**What the exercise asks**
Below are some records; quote exactly the lines from the one that contains "Query: rough tree bark" through the one that contains "Query: airlocal logo", inclusive, and no others.

**Provided data**

- - - - - - -

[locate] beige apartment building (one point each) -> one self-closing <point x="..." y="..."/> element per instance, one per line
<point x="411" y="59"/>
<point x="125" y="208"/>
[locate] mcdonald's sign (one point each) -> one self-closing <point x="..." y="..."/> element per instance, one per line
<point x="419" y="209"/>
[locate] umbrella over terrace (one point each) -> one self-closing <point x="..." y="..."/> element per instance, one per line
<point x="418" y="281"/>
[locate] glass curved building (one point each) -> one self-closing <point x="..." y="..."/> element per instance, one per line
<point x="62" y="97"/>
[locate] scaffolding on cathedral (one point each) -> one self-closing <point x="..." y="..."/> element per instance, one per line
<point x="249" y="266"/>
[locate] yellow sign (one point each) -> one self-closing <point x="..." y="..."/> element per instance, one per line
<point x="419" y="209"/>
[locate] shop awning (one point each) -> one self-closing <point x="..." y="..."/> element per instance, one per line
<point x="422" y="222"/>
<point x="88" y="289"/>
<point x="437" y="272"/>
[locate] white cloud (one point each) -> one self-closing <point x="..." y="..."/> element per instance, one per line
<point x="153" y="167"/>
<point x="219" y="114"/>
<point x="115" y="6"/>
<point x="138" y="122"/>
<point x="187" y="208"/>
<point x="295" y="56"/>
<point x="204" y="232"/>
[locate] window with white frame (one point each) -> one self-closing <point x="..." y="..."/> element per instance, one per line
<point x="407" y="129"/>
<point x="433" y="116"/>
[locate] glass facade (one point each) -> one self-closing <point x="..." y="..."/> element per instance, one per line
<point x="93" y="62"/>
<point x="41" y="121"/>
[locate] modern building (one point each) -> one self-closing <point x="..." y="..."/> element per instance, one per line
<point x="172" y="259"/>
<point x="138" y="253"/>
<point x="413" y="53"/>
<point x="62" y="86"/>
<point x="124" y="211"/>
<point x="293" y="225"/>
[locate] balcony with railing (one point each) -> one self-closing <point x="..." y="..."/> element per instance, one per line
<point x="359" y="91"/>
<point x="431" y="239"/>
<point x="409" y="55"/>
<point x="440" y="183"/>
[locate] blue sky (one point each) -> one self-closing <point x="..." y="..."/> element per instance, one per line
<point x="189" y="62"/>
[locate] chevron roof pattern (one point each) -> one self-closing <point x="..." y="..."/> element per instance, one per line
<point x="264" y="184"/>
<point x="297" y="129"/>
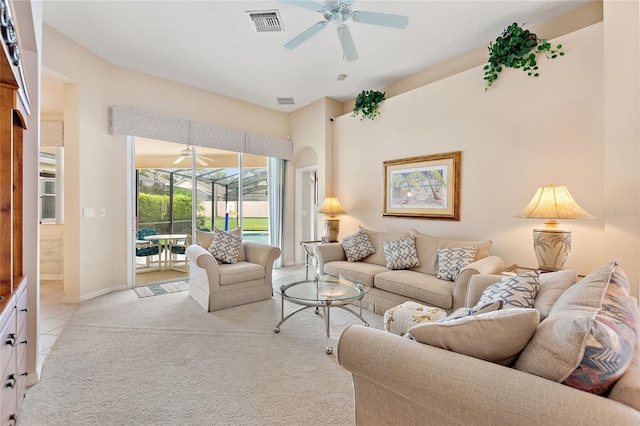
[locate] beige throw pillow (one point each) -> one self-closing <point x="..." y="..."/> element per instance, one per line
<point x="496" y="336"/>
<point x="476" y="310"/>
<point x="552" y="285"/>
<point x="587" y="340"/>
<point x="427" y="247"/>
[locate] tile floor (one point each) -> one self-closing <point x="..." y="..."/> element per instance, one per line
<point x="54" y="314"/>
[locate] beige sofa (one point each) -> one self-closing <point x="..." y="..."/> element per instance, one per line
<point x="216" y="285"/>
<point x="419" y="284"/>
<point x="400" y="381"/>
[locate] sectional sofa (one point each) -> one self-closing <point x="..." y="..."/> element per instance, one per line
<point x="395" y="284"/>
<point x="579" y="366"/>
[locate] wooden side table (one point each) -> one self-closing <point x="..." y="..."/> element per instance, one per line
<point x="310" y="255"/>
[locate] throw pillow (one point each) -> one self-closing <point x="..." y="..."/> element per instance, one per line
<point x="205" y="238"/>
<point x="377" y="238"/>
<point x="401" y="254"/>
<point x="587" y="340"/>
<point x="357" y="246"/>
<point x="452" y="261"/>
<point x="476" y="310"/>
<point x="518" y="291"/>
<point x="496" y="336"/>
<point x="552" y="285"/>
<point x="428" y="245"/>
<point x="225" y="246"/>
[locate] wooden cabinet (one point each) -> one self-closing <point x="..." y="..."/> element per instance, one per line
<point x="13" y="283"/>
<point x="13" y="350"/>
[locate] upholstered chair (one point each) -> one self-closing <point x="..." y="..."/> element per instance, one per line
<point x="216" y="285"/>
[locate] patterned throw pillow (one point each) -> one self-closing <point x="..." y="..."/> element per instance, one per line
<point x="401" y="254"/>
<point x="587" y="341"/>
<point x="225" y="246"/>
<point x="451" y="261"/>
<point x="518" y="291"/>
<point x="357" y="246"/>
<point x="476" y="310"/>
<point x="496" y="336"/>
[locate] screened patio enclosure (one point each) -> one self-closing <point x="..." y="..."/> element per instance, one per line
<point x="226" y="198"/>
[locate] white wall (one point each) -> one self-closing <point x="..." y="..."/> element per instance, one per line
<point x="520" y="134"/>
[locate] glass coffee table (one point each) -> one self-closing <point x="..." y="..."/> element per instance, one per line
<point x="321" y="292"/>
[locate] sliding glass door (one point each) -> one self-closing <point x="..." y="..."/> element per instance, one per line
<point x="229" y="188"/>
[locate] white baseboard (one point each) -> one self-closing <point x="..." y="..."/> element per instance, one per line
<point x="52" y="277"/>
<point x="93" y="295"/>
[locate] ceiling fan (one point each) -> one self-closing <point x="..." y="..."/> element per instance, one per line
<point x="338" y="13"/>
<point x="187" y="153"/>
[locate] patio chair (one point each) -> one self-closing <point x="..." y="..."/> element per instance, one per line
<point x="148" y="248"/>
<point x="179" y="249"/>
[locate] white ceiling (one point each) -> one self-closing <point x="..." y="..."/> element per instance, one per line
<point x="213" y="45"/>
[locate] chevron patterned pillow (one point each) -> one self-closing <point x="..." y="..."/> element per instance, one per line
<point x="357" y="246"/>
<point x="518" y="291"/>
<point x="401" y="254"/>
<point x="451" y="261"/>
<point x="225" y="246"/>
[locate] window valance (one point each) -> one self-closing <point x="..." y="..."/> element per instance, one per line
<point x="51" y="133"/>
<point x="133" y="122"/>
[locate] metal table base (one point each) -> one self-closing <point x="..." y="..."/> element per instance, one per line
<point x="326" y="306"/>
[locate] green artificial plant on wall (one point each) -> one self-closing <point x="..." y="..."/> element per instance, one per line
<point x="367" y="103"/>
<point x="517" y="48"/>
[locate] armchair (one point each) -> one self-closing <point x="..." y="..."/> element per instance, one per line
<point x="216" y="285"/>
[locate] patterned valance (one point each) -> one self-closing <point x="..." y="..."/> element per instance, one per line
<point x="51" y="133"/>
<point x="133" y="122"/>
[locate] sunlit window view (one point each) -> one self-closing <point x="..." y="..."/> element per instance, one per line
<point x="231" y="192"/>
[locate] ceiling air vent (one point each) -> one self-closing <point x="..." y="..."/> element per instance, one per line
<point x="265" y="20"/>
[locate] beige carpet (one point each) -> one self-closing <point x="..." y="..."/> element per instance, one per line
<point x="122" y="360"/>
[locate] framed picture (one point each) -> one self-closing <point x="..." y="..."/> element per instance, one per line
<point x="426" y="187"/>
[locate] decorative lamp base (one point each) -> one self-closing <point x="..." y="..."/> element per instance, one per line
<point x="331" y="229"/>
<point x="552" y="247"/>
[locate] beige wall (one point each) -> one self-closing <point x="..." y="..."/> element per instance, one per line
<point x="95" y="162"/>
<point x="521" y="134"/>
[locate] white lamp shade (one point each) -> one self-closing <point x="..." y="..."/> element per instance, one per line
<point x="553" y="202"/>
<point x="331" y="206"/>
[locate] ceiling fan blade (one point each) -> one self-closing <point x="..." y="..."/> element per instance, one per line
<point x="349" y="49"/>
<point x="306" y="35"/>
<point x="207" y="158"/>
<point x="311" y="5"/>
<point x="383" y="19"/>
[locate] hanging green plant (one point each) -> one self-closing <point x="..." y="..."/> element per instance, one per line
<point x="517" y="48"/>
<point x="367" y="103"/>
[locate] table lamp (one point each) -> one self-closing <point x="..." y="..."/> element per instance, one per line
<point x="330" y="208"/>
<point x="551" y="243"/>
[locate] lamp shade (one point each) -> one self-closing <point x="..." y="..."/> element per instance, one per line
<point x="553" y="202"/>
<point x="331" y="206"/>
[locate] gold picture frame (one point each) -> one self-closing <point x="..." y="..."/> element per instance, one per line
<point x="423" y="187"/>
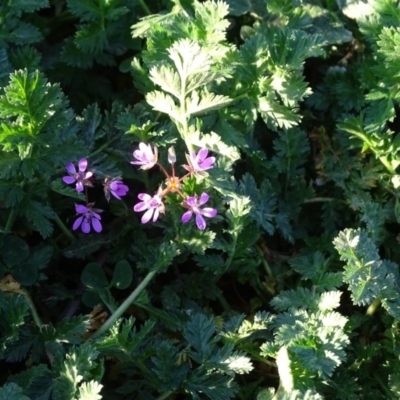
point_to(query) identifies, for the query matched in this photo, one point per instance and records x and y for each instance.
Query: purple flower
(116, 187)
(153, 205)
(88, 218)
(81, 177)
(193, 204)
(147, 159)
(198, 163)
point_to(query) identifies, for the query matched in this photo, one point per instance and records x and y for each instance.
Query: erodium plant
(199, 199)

- - - - - - -

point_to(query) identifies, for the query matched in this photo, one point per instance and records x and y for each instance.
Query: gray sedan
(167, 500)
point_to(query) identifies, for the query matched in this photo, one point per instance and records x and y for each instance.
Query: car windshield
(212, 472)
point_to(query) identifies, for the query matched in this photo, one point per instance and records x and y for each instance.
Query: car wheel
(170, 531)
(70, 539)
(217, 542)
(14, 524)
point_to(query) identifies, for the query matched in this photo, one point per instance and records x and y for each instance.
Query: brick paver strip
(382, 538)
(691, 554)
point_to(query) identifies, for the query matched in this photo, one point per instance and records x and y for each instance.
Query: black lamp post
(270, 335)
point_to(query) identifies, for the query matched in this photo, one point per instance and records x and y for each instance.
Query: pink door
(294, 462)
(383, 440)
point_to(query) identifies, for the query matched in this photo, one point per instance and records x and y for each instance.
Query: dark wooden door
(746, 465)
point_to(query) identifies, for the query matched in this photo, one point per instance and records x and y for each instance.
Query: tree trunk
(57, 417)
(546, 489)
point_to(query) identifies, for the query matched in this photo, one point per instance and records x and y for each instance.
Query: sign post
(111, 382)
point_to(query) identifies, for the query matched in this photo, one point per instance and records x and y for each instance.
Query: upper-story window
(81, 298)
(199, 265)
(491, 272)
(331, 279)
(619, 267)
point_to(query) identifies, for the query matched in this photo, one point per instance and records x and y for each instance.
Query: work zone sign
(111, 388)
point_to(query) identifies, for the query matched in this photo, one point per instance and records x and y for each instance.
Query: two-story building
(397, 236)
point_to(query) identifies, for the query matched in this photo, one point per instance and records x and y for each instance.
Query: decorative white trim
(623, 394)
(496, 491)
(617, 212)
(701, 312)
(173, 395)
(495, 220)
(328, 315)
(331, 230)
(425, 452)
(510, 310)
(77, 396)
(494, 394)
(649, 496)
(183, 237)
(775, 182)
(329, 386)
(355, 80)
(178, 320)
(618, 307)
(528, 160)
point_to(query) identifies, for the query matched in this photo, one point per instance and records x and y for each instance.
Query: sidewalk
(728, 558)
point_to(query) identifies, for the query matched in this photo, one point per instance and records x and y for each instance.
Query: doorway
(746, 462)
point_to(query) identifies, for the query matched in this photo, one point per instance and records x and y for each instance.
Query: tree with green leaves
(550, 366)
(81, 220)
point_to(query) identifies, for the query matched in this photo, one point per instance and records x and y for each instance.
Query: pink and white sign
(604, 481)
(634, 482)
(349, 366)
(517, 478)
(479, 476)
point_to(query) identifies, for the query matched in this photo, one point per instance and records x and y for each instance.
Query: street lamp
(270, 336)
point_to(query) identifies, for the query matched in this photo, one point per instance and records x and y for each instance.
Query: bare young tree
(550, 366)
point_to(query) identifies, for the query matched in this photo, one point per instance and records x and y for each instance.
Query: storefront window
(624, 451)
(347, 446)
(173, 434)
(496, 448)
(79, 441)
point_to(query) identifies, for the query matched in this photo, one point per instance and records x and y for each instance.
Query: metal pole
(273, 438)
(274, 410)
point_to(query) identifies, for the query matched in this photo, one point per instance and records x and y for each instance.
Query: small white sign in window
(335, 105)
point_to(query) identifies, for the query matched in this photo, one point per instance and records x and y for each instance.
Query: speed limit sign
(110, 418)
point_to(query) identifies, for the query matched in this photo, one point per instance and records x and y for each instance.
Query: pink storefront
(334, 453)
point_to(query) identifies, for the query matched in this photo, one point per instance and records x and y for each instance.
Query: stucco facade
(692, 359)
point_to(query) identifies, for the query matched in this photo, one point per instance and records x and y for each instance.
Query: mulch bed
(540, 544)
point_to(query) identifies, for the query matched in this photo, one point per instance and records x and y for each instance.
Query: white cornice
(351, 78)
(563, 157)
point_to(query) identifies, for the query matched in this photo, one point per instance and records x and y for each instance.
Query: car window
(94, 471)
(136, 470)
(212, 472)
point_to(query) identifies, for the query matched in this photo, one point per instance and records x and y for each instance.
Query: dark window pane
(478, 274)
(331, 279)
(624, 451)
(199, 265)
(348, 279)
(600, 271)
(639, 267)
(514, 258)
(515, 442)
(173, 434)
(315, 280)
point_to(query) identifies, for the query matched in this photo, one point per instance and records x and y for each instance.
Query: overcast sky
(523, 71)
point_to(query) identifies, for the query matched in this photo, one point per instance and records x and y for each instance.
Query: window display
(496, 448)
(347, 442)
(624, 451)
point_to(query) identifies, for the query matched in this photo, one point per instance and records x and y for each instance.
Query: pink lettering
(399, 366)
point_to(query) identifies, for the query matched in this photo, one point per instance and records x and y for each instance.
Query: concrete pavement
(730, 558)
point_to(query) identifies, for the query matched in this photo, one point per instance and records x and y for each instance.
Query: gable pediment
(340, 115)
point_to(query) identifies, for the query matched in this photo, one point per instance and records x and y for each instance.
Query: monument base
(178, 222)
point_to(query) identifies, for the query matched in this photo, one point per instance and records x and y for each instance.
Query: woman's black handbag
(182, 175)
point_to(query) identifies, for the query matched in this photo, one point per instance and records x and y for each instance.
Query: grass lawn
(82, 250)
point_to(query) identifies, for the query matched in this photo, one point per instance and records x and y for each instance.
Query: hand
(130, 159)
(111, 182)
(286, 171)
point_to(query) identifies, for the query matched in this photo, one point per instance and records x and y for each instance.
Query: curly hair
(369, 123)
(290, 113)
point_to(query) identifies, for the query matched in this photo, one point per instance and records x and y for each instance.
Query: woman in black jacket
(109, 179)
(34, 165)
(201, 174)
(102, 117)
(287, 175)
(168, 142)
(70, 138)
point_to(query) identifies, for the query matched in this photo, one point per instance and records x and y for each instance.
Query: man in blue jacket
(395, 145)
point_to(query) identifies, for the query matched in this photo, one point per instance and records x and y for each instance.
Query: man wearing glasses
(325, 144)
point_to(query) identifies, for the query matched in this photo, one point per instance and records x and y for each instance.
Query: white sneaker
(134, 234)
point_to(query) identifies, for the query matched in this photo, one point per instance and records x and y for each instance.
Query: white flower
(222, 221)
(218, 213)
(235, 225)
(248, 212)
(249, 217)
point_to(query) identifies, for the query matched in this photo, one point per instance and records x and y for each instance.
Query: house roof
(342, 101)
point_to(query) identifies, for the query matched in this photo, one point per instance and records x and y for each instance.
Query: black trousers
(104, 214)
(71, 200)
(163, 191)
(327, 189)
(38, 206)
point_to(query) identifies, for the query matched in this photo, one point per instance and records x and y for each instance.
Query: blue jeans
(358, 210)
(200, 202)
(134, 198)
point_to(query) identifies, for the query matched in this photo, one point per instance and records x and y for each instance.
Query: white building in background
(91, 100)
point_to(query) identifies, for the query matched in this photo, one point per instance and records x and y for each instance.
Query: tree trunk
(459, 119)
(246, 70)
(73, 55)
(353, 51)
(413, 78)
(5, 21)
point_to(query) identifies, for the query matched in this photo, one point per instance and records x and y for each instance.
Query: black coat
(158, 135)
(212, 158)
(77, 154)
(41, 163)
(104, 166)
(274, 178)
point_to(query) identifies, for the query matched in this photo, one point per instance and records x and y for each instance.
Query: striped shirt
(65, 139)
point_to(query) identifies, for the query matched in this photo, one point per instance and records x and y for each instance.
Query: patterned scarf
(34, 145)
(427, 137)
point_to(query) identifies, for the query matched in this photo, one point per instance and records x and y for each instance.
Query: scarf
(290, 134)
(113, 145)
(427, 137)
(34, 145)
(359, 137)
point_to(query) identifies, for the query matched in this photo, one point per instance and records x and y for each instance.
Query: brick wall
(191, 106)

- - - - - - -

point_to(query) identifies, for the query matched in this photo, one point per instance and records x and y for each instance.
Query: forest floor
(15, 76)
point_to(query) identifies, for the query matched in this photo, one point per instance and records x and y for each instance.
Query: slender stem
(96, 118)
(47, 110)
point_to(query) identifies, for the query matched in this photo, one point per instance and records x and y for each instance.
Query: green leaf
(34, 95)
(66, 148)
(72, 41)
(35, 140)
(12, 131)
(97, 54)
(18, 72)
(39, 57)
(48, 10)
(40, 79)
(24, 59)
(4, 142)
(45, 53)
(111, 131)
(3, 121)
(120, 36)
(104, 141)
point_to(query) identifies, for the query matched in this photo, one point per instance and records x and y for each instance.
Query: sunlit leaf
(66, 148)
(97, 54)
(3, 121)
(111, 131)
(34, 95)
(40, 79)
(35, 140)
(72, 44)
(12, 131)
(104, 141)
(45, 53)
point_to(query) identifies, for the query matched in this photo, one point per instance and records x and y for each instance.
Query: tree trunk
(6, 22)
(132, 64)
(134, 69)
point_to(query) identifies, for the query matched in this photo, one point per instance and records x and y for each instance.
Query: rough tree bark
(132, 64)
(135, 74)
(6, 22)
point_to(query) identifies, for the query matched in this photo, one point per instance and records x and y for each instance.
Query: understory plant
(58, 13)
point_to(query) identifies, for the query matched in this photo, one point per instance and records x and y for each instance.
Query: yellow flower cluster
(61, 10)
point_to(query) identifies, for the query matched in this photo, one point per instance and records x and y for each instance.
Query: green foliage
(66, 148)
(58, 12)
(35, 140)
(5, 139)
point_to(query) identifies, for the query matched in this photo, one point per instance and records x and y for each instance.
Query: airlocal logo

- - - - - - -

**Response to this exercise**
Query: rough tree bark
(132, 64)
(135, 74)
(6, 22)
point_to(query) identifies, for the query matched in this photo, one point per instance and records x and y for each instance.
Query: understory plant
(58, 13)
point_to(query) identifies, for the query matched in this photo, one point per instance and records x and y for each instance.
Query: yellow flower cluster
(61, 10)
point_to(query) identifies, for the query matched in this photo, one point per instance and records x and y for each instance.
Query: green foliage
(66, 148)
(58, 12)
(35, 140)
(5, 139)
point_to(query) identifies, for the query matched in this photo, one point per instance and records x and y for each instance.
Query: airlocal logo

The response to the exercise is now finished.